▸ **Text block**:
Yesterday the House Ways and Means Committee, chaired by Rep. Kevin Brady (R-TX), passed four bipartisan health bills. The legislation will now head to the full House of Representatives for consideration.
As Chairman Brady said in his opening remarks:
“We have before us several bipartisan health bills which will improve how our government functions – from Medicare fraud prevention to burden reduction through streamlined processes, which has been a key initiative the Health Subcommittee has undertaken this year through the Medicare Red Tape Relief Project.
“It’s critical for this Committee to continually search for new reforms – especially when that means helping our nation’s seniors. It’s our duty to ensure our seniors are getting the best possible service and help when making health care decisions.”
The following bills were approved by the Committee:
1. H.R. 6662, the Empowering Seniors’ Enrollment Decision Act of 2018, sponsored by Rep. Erik Paulsen (R-MN) and Rep. Ron Kind (D-WI).

▸ **Work order**:
Answer these questions using the committee health bills text.
(a) Who chairs the House Ways and Means Committee?
(b) Through which project has the Health Subcommittee pursued burden reduction this year?
(c) Which two representatives sponsored H.R. 6662?

▸ **Given information**:
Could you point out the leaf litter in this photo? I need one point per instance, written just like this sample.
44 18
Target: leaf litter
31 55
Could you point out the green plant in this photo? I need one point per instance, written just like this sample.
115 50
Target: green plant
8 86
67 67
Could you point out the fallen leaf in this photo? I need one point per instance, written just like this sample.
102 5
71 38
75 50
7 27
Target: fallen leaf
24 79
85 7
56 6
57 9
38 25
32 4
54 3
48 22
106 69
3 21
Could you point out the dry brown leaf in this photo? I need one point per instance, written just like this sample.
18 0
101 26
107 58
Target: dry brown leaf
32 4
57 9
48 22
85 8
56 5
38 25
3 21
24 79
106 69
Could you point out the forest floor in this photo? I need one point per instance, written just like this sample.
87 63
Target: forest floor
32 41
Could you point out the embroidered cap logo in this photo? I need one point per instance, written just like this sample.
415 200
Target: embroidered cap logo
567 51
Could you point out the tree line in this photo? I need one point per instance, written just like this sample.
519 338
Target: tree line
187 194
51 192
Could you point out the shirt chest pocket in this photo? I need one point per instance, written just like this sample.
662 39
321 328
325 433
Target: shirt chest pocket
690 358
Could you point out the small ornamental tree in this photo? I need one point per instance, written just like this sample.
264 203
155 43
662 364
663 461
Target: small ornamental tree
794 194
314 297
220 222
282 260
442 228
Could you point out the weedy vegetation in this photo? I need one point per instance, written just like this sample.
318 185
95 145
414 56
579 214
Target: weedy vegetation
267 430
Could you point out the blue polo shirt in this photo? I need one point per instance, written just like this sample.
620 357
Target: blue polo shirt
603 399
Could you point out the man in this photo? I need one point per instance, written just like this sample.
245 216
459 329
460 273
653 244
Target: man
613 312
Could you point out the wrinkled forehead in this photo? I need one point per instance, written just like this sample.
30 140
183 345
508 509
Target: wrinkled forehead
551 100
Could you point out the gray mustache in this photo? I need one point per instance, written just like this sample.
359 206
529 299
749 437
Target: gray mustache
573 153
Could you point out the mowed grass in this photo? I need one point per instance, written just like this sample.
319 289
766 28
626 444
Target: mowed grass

▸ **Solution for this problem**:
(a) Rep. Kevin Brady (R-TX)
(b) The Medicare Red Tape Relief Project
(c) Rep. Erik Paulsen (R-MN) and Rep. Ron Kind (D-WI)